Data extracted from a collection
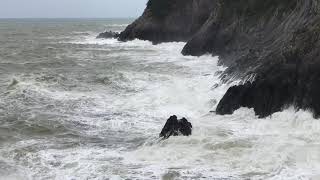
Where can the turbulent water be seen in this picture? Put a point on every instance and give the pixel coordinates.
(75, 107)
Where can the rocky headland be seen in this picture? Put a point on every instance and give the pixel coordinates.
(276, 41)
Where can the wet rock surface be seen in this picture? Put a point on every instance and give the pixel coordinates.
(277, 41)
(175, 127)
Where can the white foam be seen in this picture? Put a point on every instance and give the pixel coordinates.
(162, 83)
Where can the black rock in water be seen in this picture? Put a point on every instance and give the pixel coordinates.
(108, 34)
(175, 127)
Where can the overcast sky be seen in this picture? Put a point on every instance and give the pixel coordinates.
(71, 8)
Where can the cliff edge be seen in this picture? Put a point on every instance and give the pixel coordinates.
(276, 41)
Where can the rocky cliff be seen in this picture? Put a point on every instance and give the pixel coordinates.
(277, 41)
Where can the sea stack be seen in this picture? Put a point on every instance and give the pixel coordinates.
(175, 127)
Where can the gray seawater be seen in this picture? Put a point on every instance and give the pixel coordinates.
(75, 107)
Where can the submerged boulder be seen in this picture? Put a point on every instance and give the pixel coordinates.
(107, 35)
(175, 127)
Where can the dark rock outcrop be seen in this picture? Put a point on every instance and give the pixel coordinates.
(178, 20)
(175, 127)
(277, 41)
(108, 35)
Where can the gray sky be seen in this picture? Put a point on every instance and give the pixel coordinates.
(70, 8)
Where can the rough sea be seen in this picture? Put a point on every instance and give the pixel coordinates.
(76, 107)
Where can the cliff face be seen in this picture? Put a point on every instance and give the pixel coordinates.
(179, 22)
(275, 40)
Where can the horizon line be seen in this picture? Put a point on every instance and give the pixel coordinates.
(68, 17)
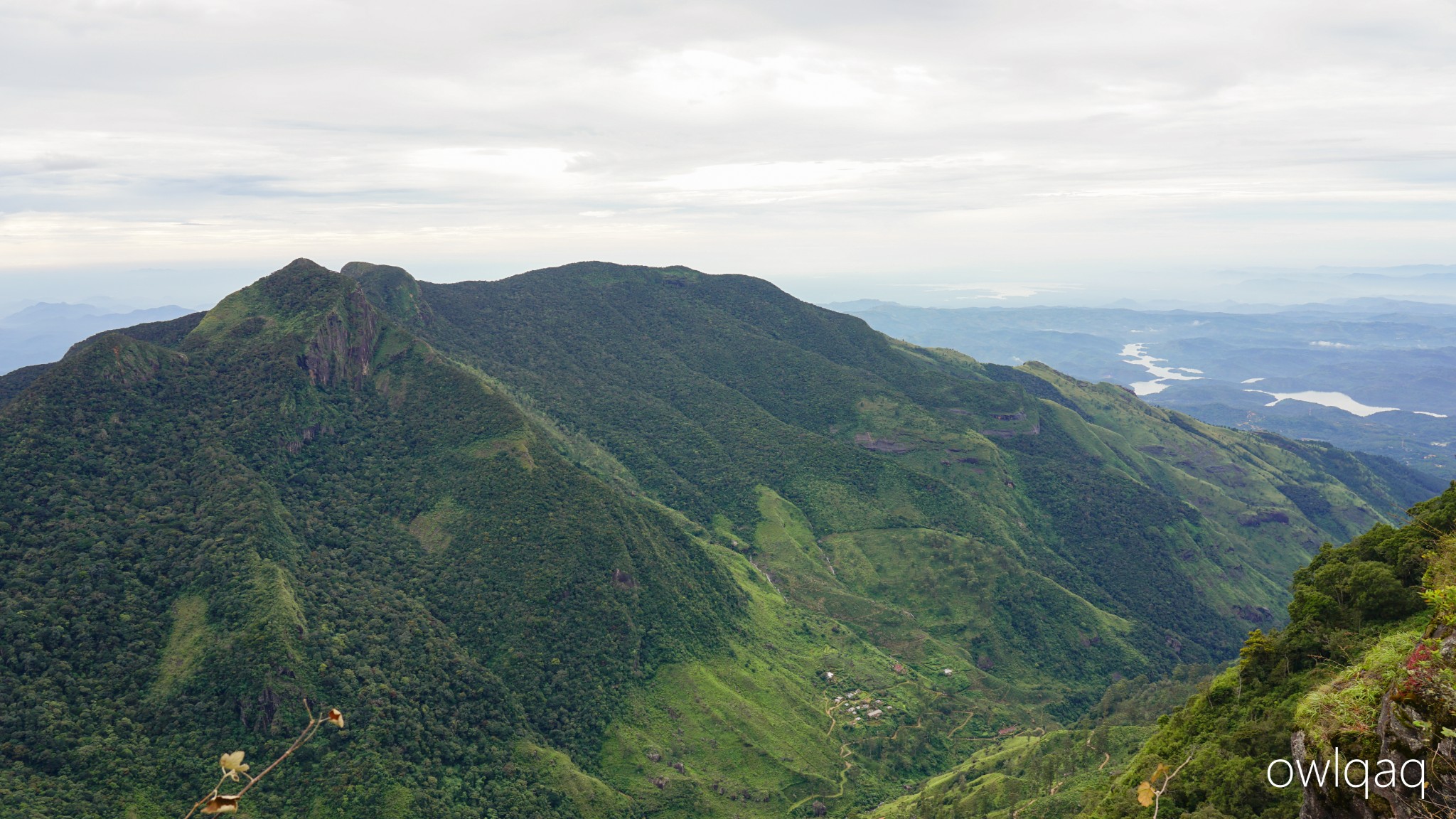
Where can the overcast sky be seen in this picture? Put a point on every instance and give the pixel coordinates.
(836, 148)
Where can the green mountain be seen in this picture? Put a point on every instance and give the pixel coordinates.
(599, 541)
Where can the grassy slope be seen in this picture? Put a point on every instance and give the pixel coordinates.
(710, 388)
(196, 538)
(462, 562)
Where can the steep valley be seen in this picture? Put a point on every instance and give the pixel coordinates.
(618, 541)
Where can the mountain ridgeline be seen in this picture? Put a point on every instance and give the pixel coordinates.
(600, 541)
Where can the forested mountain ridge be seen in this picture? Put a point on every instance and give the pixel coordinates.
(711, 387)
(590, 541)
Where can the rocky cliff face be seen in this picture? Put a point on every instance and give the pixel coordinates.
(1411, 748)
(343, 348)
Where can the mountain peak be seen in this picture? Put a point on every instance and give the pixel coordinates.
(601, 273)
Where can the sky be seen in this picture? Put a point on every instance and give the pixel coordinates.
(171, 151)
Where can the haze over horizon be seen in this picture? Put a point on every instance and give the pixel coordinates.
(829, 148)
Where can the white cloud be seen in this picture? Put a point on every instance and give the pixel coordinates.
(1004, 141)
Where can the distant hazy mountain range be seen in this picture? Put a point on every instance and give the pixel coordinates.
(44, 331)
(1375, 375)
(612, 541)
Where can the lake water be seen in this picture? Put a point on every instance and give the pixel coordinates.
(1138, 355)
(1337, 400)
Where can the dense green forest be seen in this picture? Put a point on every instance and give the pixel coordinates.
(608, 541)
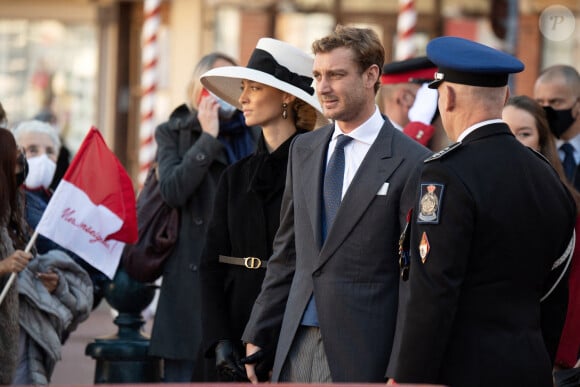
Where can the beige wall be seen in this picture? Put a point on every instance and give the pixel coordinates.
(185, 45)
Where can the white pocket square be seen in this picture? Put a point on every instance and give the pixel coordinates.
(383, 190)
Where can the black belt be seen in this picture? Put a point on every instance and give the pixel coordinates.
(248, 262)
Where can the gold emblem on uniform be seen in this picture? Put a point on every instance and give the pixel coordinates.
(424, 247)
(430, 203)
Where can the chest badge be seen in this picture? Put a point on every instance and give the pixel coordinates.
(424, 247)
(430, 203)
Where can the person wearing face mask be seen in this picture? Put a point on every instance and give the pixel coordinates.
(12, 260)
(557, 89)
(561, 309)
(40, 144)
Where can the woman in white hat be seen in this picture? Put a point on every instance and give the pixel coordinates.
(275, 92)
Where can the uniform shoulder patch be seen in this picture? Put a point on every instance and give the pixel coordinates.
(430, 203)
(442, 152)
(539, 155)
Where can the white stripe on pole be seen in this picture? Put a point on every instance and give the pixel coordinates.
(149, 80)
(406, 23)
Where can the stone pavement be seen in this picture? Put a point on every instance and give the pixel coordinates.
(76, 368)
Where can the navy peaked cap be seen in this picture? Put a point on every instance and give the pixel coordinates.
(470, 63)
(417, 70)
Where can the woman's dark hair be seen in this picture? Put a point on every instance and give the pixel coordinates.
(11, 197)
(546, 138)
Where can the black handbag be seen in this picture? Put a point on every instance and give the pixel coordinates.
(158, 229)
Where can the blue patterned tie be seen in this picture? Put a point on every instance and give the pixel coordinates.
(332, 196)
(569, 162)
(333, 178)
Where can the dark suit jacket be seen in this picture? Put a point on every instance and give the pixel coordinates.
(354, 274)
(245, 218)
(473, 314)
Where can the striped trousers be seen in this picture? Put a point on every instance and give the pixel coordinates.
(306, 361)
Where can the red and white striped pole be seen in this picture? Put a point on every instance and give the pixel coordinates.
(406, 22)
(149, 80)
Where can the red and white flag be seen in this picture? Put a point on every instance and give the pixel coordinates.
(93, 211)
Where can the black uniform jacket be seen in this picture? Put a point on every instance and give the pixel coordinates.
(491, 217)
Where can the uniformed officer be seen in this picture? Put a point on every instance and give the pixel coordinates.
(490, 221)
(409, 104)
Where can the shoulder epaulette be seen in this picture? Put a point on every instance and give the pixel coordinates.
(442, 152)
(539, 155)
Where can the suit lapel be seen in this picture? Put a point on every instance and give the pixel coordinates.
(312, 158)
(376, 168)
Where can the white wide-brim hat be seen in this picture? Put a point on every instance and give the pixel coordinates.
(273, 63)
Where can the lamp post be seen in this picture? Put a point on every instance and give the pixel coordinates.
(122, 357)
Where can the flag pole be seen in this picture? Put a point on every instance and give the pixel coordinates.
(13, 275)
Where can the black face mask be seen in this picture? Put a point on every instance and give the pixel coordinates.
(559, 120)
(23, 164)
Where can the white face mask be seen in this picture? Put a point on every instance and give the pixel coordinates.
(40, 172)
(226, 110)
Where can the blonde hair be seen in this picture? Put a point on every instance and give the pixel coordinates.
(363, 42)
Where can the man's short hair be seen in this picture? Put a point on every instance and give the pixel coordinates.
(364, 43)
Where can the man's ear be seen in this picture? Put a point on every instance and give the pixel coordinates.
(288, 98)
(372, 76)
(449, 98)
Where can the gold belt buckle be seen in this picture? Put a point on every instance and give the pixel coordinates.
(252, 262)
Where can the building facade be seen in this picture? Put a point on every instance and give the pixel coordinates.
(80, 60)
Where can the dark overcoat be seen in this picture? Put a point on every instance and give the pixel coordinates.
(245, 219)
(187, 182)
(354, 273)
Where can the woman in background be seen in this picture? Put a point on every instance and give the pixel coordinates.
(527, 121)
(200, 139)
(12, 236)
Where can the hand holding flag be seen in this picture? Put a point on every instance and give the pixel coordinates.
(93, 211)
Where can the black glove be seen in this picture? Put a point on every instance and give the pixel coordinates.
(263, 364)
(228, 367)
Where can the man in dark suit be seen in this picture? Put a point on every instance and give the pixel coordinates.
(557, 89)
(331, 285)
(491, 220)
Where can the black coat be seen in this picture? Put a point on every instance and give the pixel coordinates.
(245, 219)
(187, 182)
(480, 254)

---

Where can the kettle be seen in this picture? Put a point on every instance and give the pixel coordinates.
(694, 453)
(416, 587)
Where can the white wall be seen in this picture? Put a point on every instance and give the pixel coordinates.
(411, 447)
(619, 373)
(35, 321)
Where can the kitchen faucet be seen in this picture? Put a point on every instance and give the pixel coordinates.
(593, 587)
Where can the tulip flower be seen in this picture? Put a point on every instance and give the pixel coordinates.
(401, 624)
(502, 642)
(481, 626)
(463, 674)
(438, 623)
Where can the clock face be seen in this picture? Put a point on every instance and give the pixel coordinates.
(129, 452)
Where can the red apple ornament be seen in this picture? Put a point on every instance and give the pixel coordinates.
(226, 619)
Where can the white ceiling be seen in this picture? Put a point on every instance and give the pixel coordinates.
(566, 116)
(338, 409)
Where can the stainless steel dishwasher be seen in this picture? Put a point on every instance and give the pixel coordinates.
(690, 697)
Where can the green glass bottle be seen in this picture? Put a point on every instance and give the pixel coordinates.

---

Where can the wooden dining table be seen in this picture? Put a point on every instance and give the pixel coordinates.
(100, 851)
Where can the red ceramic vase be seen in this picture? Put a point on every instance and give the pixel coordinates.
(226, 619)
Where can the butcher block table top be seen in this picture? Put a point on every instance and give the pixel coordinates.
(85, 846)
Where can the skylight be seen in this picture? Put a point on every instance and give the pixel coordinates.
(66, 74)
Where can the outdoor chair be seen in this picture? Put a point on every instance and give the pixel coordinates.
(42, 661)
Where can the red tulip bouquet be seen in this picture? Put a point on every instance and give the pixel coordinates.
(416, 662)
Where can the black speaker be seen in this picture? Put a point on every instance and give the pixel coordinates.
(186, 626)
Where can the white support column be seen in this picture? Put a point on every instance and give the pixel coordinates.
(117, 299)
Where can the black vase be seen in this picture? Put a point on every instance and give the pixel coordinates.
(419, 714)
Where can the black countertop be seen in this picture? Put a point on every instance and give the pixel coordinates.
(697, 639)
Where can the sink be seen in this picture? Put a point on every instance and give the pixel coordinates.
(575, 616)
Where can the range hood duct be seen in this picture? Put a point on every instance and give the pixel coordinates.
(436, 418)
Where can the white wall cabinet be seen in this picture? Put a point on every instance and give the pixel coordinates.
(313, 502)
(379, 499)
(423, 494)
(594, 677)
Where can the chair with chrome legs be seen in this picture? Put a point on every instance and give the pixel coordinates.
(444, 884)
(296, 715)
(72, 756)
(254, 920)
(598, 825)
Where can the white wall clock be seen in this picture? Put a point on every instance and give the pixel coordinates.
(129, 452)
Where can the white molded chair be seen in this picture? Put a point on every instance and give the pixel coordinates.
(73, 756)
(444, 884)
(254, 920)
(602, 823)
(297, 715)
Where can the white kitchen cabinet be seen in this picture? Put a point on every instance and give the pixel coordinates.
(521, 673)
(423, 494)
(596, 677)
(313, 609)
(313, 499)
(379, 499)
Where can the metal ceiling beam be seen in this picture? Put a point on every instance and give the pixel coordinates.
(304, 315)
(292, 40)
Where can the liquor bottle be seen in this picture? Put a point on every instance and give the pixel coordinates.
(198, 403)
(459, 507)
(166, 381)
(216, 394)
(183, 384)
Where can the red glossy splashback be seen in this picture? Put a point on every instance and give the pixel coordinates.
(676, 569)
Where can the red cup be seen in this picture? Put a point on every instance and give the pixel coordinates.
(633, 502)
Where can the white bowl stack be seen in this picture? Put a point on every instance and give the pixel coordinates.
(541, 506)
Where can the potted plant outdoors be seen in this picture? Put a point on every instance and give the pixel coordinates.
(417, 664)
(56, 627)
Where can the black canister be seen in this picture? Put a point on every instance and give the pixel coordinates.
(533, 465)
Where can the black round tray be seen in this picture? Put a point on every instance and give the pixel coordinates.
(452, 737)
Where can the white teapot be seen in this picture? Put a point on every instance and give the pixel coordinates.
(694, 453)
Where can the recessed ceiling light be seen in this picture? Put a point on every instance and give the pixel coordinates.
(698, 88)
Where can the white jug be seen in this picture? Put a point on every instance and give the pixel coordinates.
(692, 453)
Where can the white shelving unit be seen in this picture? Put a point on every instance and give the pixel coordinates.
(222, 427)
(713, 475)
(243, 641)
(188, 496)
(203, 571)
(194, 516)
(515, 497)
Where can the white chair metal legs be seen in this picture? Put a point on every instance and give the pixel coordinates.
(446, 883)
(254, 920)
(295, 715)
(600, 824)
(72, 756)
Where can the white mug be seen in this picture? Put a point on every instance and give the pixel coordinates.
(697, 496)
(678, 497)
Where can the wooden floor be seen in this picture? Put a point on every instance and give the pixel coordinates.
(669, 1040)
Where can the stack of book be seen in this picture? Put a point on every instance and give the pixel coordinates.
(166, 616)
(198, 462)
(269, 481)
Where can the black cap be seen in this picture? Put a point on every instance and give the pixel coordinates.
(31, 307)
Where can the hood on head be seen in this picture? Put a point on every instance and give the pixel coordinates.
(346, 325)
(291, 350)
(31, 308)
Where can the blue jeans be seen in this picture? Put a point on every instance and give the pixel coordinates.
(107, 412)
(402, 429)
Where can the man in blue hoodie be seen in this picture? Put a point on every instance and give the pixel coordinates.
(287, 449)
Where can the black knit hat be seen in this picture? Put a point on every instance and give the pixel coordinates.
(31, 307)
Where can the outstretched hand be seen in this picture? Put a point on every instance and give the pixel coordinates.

> TASK STATEMENT: Return a word-for-word copy of the lines above from the one holding "Where can the white ceiling" through the one holding "Where can the green glass", with both of them included and nothing besides.

> SOLUTION TO THE PROBLEM:
Where can the white ceiling be seen in this picture? Put a point on every instance and give the pixel coordinates.
(566, 116)
(338, 409)
Where can the stainless steel dishwasher be seen in this picture? Put a point on every instance and give the pixel coordinates.
(690, 697)
Where can the green glass bottle be seen in this picture? Put a point on every instance and give the pixel coordinates.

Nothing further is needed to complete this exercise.